(The problem)
The output should be limited to the line holding "Pick out the dog's head, placing" and the lines after it through the end of the entries, each restated exactly.

(Source data)

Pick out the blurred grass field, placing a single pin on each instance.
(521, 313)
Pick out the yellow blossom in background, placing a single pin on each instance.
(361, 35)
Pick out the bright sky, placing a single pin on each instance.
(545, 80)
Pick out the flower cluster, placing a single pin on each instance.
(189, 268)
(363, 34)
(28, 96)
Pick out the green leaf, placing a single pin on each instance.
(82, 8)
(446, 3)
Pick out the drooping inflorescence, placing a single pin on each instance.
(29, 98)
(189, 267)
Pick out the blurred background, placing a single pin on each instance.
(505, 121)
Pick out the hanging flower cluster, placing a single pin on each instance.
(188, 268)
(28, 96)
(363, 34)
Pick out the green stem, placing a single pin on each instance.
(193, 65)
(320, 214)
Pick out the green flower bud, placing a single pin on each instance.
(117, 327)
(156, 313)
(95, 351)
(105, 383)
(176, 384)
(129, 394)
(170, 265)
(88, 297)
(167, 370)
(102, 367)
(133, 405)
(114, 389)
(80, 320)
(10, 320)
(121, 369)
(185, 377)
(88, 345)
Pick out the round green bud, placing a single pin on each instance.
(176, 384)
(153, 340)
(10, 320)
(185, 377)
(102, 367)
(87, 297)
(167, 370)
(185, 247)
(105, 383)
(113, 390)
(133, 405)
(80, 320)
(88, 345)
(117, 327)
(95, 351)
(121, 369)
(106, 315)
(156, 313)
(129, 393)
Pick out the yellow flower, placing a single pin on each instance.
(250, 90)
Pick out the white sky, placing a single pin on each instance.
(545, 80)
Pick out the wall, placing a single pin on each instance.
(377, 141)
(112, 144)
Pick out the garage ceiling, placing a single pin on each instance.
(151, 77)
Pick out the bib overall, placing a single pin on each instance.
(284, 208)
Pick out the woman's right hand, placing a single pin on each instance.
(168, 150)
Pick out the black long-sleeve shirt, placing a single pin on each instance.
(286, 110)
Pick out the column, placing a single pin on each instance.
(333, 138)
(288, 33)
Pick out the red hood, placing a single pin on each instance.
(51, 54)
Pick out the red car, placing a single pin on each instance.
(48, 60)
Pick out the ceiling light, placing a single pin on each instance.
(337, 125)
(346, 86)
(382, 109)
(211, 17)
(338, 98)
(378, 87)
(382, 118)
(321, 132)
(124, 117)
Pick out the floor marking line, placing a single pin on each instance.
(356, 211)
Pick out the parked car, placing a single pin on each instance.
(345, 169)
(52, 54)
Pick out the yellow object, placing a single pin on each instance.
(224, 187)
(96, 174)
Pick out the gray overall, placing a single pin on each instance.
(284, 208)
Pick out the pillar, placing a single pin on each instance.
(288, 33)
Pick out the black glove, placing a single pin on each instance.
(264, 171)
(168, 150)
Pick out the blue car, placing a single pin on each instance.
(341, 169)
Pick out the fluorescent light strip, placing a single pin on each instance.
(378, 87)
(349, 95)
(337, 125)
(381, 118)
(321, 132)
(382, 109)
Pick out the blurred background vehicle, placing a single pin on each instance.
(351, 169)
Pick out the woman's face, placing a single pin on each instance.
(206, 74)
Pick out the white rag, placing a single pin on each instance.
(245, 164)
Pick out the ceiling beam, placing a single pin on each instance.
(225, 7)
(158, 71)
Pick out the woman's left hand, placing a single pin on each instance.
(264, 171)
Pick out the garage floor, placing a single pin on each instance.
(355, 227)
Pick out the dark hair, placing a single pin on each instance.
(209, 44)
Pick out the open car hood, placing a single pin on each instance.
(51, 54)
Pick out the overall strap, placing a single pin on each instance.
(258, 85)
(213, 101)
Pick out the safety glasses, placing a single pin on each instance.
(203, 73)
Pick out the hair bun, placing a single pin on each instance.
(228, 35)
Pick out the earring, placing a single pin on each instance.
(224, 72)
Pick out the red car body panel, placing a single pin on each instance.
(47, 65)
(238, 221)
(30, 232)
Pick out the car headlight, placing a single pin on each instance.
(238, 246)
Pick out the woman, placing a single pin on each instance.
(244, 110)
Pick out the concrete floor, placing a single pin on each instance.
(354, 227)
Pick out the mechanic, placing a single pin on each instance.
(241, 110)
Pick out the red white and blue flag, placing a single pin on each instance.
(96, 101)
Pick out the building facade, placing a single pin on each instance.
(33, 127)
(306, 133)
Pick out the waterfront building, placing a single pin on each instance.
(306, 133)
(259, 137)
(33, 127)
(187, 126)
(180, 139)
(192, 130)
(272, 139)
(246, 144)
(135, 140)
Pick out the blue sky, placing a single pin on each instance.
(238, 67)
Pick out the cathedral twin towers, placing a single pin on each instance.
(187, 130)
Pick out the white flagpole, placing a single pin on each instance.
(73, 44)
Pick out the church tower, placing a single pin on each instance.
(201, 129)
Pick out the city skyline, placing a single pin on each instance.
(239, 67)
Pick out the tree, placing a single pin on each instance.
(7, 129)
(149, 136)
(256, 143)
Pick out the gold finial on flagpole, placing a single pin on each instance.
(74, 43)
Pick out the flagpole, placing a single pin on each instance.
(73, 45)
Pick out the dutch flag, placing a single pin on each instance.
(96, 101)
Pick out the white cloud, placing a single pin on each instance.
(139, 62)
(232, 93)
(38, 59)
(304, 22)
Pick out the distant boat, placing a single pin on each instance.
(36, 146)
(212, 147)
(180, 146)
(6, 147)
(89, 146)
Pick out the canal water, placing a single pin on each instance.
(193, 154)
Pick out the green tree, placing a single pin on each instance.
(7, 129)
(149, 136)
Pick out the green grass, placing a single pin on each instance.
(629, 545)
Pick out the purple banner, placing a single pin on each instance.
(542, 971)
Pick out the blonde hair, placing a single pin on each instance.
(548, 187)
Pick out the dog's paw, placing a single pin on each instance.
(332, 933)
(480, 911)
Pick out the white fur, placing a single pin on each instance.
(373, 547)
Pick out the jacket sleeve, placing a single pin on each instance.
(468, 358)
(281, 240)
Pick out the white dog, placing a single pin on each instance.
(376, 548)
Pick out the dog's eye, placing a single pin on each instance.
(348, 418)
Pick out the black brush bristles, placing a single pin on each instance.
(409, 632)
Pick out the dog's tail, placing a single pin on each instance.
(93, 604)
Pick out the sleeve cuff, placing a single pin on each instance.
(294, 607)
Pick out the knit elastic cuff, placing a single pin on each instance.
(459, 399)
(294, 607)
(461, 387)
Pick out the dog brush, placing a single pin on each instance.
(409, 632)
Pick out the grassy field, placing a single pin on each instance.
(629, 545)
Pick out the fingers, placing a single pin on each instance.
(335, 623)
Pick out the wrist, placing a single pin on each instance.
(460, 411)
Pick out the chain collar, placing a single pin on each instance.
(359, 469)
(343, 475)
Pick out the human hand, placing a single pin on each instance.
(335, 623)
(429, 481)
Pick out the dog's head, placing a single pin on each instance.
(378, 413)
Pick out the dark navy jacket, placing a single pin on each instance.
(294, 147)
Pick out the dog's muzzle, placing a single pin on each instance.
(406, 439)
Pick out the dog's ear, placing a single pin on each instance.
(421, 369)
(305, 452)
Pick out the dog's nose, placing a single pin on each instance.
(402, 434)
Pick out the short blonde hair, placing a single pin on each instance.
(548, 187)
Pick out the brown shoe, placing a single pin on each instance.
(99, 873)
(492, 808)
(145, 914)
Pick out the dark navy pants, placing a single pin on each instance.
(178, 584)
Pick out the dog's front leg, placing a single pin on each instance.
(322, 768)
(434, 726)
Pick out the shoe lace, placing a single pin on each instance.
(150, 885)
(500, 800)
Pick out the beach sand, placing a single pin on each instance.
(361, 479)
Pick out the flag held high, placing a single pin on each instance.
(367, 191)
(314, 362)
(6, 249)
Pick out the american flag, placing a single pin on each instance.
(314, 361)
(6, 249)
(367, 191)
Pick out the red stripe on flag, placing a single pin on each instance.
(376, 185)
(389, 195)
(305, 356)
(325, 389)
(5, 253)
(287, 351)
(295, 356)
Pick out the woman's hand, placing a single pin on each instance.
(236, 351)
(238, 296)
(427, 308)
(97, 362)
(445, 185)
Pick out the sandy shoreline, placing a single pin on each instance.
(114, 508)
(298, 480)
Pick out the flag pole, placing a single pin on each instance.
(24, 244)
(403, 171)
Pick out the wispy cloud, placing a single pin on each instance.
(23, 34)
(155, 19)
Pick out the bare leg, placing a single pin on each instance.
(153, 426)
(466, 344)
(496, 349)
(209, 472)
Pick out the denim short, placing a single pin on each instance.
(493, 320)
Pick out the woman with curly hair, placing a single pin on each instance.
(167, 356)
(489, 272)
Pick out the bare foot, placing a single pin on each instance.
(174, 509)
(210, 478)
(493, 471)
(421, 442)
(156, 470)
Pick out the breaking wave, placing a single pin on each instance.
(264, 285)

(Exercise response)
Pick out the dog's head, placing a single pin on each instance.
(378, 413)
Pick out the dark navy jacket, placing a single pin on each instance.
(294, 147)
Pick out the dog's muzzle, placing a single pin on each instance.
(406, 439)
Pick out the dog's ear, placing a single pin on each instance.
(421, 369)
(305, 452)
Pick out the dog's nose, placing a single pin on each instance.
(402, 434)
Pick out the short blonde hair, placing a single pin on each instance.
(548, 187)
Pick out the brown shoe, placing a single pin on each instance.
(99, 873)
(492, 808)
(145, 914)
Pick out the dark navy pants, placing a single pin on each instance.
(178, 584)
Pick out the dog's front leg, placing a single pin on each instance.
(322, 768)
(434, 726)
Pick out the shoe lace, placing a single pin on each instance.
(150, 885)
(500, 800)
Pick out the beach sand, placing a single pin on each instance.
(361, 479)
Pick out the flag held high, placing a single pin on each instance.
(367, 191)
(314, 362)
(6, 249)
Pick out the american flag, placing a single pin on each instance.
(314, 361)
(6, 249)
(367, 191)
Pick out the red stripe on flag, placing a single pin on each instance.
(376, 185)
(389, 195)
(305, 356)
(325, 389)
(5, 253)
(287, 351)
(295, 356)
Pick out the woman's hand, placing a single pin on each instance.
(236, 351)
(238, 296)
(427, 308)
(97, 362)
(445, 185)
Pick out the sandy shoreline, placing a single pin on each instance.
(114, 508)
(298, 480)
Pick out the flag pole, placing a single pin on each instance.
(24, 244)
(403, 171)
Pick out the wispy cloud, placing a single pin on each instance.
(23, 34)
(155, 19)
Pick out the bare leg, placing a single pin on each instance.
(153, 426)
(466, 344)
(496, 349)
(209, 472)
Pick out the denim short, placing a single pin on each instance.
(493, 320)
Pick out the woman with curly hair, placing a single pin on each instance.
(167, 356)
(489, 272)
Pick out the bare foot, placing a single pin on each instance.
(174, 509)
(210, 478)
(493, 471)
(421, 442)
(156, 470)
Pick out the breaking wave, placing a single pin on each instance.
(264, 285)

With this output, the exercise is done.